===== TASK MATERIAL

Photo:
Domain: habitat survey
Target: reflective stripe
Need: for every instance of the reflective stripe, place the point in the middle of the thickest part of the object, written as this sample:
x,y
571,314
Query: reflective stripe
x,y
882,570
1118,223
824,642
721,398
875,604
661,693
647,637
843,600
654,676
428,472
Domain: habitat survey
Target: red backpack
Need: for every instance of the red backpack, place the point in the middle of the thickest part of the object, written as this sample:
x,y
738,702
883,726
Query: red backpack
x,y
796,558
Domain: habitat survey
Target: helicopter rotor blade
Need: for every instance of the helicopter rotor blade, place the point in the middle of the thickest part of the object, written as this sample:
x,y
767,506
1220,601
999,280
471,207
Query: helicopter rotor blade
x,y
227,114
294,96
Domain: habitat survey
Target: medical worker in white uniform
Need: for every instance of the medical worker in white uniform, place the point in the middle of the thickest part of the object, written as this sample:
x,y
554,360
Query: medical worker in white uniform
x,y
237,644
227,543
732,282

==========

## WHAT IS ASKED
Restate the listing above word for word.

## CORRECT RESPONSE
Photo:
Domain: habitat survey
Target: reflective stripe
Need: for every instance of the reflective stripe, place the point in the middle of the thickest part of the object, written as this sample:
x,y
571,314
Query: reflective stripe
x,y
882,570
1118,223
824,642
721,398
875,604
661,693
647,637
843,600
654,676
428,472
Domain: habitat survey
Target: red backpack
Need: for every instance of the red backpack, place the point in the middle of the thickest part of the object, written as this sample:
x,y
738,702
883,726
Query: red backpack
x,y
796,558
Domain: habitat survey
Target: helicopter rotor blade
Need: for every instance of the helicopter rotor blade, place the point in the middle of the thickest part of the object, written as this sample:
x,y
767,506
1220,601
999,280
471,207
Query: helicopter rotor blade
x,y
227,114
294,96
Domain: habitat survey
Target: medical worker in white uniform
Need: for every instance of the medical worker in white uniform, place the point in the middle of the thickest part of the object, written as this sample:
x,y
554,360
Query: medical worker in white uniform
x,y
237,644
227,543
732,282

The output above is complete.